DOCUMENT SECTION –
########################################

We all have work to do on our predictable irrationalities. Scientists know that we are all Predictably Irrational, as Dan Ariely calls it. We are all. So are you, because they also have evidence to show that we see it in others but declare ourselves immune.
Scientists also know that predictable irrationalities occur not just some of the time, it’s almost all of the time. It’s small, automatic reactions and long, carefully analyzed, data-driven ones. To me, the two words of Ariely’s title had the ring of empowerment, and the truth set me free.
If you don’t like what you are getting, or if something has already shifted to make it all come crumbling down, then you might be ready to admit that you might be plagued with predictable irrationalities. It’s all that’s left to blame.
You can’t think your way out of a problem that you thought your way into. As Einstein said, “We cannot solve our problems with the same thinking we used when we created them.” It’s easy to agree with Einstein and yet have no idea what to do differently.
You must spot and correct the cognitive bias that skewed the whole thing.
Well, it’s one choice. The other choice is to keep doing what you’ve always done, how you’ve always done it. But you aren’t insane; you are smart, if you are smart enough to know Einstein’s definition of insanity.
The choice to accept that you have predictable irrationalities demonstrates a proactive worldview.
A Willingness to Admit
First, you must be willing to admit that you have these predictable irrationalities. Scientists prove that, while we agree they exist and can spot them in others, we ourselves wouldn’t exhibit predictable irrationalities.
Some people are able to find proof for why they are better, right, perfect, more deserving, or whatever, to believe that they earned what they have through merit alone. They never need to develop resilience.
Then the rug is pulled out. The divorce, the layoff, the financial distress, and the visible cracks in the façade of making it look like you did the right things and got the promised rewards, singularly gifted.
Maybe it is.
When everything falls apart, and you are searching for blame, for hope, for a higher level of thinking, a solid foundation upon which to start again. Consider that you, too, might be behaving with predictable irrationalities.
Because what I spent a career learning is that if you can predict it, you can prevent it.
Suddenly, I can see a whole new world where people take accountability for creating their own happiness instead of expecting others to do it for them. People-pleasing eradicated due to a lack of market. It’s one of many predictable irrationalities that could be solved in a snap.
A world where merit rises to the top. A slow and gradual shifting of power and capital back to balance through tiny changes. Tiny changes that add up to old structures crumbling down, and hurting no one because everyone long left the building.
It’s a beautiful future, one person at a time simply choosing to listen to their own voice of happiness, health, and wealth, over the louder one. A proactive worldview, instead of accepting the status quo as a way of life.
Difficult, but not impossible.
Personal Agency
What you can prevent is massive if you remember that predictable irrationalities are happening almost all the time in many ways.
Predictable irrationalities include accepting the feeling of discomfort as usual. “Your comfort zone will be your coffin,” if you pick what’s familiar over what nurtures you. It’s numbing pain because no one taught you what that feeling is asking you to do. It’s behaving one way when health, wealth, and happiness are calling from a different direction.

########################################

EXTRACTED ENTRIES –
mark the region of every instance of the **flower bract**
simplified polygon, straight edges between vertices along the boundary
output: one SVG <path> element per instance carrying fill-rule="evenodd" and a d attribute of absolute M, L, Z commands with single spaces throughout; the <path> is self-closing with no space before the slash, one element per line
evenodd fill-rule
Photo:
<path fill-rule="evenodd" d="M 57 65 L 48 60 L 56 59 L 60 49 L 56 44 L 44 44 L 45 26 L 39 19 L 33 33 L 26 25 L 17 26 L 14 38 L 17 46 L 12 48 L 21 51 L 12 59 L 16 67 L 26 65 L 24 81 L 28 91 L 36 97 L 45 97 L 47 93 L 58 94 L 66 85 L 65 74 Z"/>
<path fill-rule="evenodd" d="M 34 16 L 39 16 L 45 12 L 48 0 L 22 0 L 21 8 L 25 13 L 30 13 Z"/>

########################################

ACTIONS TO TAKE –
(1) List the events the essay on predictable irrationalities names when it says the rug is pulled out.
(2) Render every line of the records as a numbered list, omitting any blank lines.

TASK ANSWERS –
(1)
- The divorce
- The layoff
- The financial distress
- The visible cracks in the façade of making it look like you did the right things and got the promised rewards

(2)
1. mark the region of every instance of the **flower bract**
2. simplified polygon, straight edges between vertices along the boundary
3. output: one SVG <path> element per instance carrying fill-rule="evenodd" and a d attribute of absolute M, L, Z commands with single spaces throughout; the <path> is self-closing with no space before the slash, one element per line
4. evenodd fill-rule
5. Photo:
6. <path fill-rule="evenodd" d="M 57 65 L 48 60 L 56 59 L 60 49 L 56 44 L 44 44 L 45 26 L 39 19 L 33 33 L 26 25 L 17 26 L 14 38 L 17 46 L 12 48 L 21 51 L 12 59 L 16 67 L 26 65 L 24 81 L 28 91 L 36 97 L 45 97 L 47 93 L 58 94 L 66 85 L 65 74 Z"/>
7. <path fill-rule="evenodd" d="M 34 16 L 39 16 L 45 12 L 48 0 L 22 0 L 21 8 L 25 13 L 30 13 Z"/>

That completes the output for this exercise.